> **Document segment**
— START —
HARARE - Zimbabwe's labour federation on Thursday said it will press ahead with a two-day nationwide work boycott in a fortnight in spite of a crackdown by the government on opposition and civic groups.

The Harare authorities violently put down a prayer meeting organised by the Save Zimbabwe Campaign, a coalition fighting for political reform in Zimbabwe.

Morgan Tsvangirai, who heads the main opposition Movement for Democratic Change (MDC) party, and other opposition leaders, were later severely tortured while in police custody, triggering international outrage over their treatment.

Zimbabwe Congress of Trade Unions (ZCTU) secretary general Wellington Chibebe, told ZimOnline yesterday that his union remained unfazed over Harare's threats to crush any illegal protests.

Chibebe said the ZCTU was not calling off the April 3 and 4 stay away arguing that Harare had failed to meet the union's demands to award workers a minimum wage linked to the country's poverty datum line.
— END —
Source data
— START —
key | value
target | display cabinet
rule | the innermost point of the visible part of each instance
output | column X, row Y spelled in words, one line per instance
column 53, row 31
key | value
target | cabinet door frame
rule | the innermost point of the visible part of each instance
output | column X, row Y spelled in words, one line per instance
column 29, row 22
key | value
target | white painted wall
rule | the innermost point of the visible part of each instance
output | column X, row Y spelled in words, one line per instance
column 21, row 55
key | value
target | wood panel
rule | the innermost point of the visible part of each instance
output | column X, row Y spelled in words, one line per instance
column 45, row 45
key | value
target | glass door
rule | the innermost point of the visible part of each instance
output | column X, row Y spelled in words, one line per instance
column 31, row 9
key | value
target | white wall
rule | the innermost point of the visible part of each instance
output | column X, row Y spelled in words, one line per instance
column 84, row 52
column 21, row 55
— END —
From the news report on the Zimbabwe labor boycott, reproduce word for word the passage that begins with "The Harare authorities" and ends with "poverty datum line.". The records aren't needed here.

> **Result**
The Harare authorities violently put down a prayer meeting organised by the Save Zimbabwe Campaign, a coalition fighting for political reform in Zimbabwe.

Morgan Tsvangirai, who heads the main opposition Movement for Democratic Change (MDC) party, and other opposition leaders, were later severely tortured while in police custody, triggering international outrage over their treatment.

Zimbabwe Congress of Trade Unions (ZCTU) secretary general Wellington Chibebe, told ZimOnline yesterday that his union remained unfazed over Harare's threats to crush any illegal protests.

Chibebe said the ZCTU was not calling off the April 3 and 4 stay away arguing that Harare had failed to meet the union's demands to award workers a minimum wage linked to the country's poverty datum line.